7.2 Exercise of Right of First Refusal. At any time within thirty (30) days after the date of the Notice, the Company and/or its assignee(s) may, by giving written notice to the Holder, elect to purchase all (or, with the consent of the Holder, less than all) the Offered Shares proposed to be transferred to any one or more of the Proposed Transferees named in the Notice, at the purchase price determined in accordance with Section 7.3 below.

7.3 Purchase Price. The purchase price for the Offered Shares purchased under this Section will be the Offered Price (subject to any lower price to which the Company is entitled pursuant to the Repurchase Option to the extent applicable), provided that if the Offered Price consists of no legal consideration (as, for example, in the case of a transfer by gift), the purchase price will be the fair market value of the Offered Shares as determined in good faith by the Company’s Board of Directors. If the Offered Price includes consideration other than cash, then the value of the non-cash consideration, as determined in good faith by the Company’s Board of Directors, will conclusively be deemed to be the cash equivalent value of such non-cash consideration.

7.4 Payment. Payment of the purchase price for the Offered Shares will be payable, at the option of the Company and/or its assignee(s) (as applicable), by check or by cancellation of all or a portion of any outstanding indebtedness owed by the Holder to the Company (or to such assignee, in the case of a purchase of Offered Shares by such assignee) or by any combination thereof. The purchase price will be paid without interest within sixty (60) days after the Company’s receipt of the Notice, or, at the option of the Company and/or its assignee(s), in the manner and at the time(s) set forth in the Notice.

### Data rows

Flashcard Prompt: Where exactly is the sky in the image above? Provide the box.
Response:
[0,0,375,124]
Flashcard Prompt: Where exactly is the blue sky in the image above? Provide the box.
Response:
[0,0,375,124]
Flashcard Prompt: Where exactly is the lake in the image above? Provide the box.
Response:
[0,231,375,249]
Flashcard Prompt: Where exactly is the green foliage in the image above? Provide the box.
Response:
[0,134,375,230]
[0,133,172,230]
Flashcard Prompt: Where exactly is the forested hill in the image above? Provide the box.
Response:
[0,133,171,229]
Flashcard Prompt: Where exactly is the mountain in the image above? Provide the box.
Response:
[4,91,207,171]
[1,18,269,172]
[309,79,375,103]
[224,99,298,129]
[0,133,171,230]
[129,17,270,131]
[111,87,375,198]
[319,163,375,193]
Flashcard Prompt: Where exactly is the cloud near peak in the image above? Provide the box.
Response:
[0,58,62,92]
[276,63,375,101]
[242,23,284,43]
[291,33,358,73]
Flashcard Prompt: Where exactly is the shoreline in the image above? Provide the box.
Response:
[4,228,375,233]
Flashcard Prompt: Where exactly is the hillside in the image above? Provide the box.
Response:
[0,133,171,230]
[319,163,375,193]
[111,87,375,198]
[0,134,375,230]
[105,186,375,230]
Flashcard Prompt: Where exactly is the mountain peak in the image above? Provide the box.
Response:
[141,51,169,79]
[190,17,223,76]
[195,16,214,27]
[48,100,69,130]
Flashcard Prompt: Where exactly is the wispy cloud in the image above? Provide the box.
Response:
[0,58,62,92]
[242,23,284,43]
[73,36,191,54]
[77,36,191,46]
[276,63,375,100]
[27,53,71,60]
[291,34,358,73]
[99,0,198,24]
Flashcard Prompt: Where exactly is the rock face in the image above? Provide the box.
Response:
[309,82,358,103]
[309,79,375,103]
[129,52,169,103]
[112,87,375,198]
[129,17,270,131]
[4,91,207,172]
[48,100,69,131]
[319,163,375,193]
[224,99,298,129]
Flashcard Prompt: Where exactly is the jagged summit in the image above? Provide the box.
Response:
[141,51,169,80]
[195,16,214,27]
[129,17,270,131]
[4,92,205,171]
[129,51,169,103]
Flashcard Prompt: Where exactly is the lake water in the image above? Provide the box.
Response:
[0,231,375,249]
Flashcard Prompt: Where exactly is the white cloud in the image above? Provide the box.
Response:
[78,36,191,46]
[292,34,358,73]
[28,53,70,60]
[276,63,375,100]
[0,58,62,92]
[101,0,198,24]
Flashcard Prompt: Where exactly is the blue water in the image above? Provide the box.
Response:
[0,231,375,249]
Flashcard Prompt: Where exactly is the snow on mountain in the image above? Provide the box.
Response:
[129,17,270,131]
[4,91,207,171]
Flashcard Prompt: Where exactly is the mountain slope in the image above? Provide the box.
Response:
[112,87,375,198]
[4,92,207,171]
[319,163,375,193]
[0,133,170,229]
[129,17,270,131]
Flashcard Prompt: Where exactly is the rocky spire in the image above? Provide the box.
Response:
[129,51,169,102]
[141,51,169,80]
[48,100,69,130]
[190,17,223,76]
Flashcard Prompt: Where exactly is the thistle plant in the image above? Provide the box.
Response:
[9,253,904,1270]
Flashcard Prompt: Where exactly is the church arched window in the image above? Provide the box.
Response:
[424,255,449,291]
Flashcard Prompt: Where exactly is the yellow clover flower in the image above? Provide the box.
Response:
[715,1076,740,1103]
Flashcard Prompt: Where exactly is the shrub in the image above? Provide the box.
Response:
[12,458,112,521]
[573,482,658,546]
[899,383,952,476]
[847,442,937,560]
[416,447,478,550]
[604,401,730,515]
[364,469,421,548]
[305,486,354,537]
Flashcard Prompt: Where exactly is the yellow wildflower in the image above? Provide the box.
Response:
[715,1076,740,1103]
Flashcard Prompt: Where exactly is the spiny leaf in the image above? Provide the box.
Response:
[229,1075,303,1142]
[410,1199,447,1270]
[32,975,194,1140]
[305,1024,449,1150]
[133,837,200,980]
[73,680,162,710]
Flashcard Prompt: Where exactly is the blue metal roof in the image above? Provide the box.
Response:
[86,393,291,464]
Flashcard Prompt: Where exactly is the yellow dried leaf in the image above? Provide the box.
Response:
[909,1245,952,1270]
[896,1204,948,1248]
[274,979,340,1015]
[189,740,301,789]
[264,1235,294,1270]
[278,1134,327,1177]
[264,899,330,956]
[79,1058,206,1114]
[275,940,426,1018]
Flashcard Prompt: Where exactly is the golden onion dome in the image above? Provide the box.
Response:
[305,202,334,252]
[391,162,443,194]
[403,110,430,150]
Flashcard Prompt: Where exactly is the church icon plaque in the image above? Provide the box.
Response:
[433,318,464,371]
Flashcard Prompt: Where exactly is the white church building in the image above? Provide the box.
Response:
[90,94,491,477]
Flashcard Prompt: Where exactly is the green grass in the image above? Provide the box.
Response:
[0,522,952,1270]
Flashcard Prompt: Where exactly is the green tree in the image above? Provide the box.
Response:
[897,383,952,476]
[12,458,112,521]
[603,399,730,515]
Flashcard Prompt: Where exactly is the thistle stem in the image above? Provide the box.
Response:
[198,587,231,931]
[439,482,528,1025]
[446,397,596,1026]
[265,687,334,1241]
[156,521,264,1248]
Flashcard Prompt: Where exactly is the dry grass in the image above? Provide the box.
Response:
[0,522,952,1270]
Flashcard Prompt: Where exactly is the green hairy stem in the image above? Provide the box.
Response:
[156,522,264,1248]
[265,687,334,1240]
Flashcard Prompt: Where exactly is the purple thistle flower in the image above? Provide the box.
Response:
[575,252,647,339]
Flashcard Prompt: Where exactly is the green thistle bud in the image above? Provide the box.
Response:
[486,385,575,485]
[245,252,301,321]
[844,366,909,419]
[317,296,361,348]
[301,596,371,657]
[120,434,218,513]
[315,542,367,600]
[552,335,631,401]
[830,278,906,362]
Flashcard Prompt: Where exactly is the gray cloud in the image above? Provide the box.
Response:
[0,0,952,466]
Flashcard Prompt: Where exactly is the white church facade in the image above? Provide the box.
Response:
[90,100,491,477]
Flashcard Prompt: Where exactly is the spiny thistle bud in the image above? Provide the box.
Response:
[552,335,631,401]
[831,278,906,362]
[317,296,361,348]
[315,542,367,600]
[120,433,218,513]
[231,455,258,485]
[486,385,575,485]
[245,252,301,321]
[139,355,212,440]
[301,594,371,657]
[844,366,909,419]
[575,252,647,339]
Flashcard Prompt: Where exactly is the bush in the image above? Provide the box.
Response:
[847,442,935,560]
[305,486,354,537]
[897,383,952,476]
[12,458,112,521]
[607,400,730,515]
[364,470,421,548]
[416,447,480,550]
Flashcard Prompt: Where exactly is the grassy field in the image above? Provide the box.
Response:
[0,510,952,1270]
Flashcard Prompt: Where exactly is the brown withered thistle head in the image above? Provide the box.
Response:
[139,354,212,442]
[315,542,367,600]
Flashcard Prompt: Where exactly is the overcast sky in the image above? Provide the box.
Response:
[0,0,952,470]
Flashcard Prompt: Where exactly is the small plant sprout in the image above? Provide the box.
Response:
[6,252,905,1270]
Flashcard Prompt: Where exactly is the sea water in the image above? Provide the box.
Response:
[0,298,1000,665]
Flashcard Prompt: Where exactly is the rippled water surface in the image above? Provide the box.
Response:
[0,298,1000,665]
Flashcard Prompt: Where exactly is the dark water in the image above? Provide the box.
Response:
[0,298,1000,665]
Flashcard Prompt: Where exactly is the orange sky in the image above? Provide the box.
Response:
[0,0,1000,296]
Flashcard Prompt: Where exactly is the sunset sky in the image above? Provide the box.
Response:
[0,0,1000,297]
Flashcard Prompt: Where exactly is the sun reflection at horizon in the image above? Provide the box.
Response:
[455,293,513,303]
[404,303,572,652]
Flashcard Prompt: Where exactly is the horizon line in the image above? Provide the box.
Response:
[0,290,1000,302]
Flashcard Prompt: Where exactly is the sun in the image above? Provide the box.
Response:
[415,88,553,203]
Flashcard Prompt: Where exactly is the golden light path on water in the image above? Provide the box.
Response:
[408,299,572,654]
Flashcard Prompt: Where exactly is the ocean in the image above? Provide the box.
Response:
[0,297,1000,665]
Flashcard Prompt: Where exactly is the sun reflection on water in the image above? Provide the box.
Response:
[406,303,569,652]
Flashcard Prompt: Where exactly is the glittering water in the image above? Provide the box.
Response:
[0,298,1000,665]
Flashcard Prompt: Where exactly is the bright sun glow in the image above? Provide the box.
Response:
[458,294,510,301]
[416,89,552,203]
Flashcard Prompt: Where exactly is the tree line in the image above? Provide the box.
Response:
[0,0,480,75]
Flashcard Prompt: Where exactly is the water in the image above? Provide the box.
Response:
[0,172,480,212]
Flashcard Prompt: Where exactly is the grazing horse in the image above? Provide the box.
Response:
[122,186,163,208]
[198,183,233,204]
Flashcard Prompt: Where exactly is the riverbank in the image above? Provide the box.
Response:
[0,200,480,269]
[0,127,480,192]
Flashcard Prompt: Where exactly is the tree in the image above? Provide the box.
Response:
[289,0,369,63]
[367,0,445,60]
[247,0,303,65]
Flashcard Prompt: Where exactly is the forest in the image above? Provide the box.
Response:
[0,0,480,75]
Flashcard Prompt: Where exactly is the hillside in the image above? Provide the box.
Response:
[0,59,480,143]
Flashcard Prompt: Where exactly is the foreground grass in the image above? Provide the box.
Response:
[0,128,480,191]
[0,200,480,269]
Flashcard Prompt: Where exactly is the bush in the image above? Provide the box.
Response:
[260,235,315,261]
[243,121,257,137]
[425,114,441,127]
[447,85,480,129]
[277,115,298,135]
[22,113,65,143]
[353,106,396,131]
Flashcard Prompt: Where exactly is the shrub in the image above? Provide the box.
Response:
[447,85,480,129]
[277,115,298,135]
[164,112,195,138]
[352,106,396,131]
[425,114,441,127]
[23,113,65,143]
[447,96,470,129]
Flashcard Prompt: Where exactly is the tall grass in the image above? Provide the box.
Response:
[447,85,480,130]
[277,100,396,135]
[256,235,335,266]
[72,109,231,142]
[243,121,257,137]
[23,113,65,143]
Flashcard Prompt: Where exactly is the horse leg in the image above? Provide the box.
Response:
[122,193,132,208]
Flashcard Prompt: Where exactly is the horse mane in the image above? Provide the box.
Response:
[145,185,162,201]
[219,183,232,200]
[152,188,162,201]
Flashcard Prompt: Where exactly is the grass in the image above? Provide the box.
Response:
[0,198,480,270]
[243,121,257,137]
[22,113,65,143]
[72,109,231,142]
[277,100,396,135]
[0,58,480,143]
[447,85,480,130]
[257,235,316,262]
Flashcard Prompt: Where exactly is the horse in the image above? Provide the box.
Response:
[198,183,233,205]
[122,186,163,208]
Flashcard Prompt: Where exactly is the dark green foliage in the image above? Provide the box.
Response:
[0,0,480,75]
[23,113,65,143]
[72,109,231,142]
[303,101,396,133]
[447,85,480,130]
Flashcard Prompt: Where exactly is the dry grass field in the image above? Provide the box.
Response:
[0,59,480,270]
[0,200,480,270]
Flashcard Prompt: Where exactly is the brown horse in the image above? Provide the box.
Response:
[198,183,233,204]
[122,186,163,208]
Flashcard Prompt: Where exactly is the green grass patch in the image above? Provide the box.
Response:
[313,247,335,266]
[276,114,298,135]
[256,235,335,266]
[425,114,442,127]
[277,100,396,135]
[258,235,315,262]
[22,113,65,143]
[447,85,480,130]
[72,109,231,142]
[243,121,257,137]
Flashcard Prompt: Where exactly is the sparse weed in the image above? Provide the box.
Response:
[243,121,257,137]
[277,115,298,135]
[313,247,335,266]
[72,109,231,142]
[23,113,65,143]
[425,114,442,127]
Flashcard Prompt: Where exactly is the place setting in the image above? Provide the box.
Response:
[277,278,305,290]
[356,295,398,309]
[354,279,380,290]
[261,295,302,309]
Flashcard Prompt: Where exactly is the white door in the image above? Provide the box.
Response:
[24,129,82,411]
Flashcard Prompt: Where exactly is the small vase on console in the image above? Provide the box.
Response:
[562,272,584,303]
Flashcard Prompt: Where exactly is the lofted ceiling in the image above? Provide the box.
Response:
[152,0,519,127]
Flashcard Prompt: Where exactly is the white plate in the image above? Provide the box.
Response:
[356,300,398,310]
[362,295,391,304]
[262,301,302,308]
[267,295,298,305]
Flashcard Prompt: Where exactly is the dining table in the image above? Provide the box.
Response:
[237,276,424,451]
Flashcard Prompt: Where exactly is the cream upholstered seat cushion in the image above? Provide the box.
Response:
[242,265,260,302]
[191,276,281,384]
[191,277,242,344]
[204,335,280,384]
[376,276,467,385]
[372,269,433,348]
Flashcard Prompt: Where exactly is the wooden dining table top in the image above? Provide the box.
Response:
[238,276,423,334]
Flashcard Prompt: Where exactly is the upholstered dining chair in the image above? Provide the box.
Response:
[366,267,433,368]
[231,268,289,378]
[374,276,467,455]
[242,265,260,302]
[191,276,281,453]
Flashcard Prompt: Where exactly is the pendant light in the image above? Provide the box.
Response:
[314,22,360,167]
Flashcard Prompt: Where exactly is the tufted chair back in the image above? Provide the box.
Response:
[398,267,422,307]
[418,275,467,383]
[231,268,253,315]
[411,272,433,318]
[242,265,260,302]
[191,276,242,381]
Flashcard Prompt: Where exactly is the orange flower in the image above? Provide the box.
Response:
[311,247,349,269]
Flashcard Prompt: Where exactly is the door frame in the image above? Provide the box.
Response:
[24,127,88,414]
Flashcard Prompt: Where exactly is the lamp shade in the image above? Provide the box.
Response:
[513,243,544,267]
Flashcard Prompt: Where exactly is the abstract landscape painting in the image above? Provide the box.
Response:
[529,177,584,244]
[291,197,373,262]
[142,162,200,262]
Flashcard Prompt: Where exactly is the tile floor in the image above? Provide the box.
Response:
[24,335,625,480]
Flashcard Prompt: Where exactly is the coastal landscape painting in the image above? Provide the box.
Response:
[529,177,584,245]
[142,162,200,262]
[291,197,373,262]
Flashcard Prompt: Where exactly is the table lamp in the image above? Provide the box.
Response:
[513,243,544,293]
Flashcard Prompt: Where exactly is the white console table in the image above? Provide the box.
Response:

### Aim of the exercise
Please condense the paragraph of the right-of-first-refusal text that begins "7.3 Purchase Price" into a short bulleted list that keeps its main facts.

### Full answer
- The purchase price for Offered Shares bought under this Section is the Offered Price. It is subject to any lower price the Company is entitled to under the Repurchase Option, where applicable.
- If the Offered Price involves no legal consideration (for example, a gift), the price is the fair market value of the Offered Shares. The Company's Board of Directors determines that value in good faith.
- If the Offered Price includes non-cash consideration, the Board's good-faith valuation of that consideration is conclusively deemed its cash equivalent value.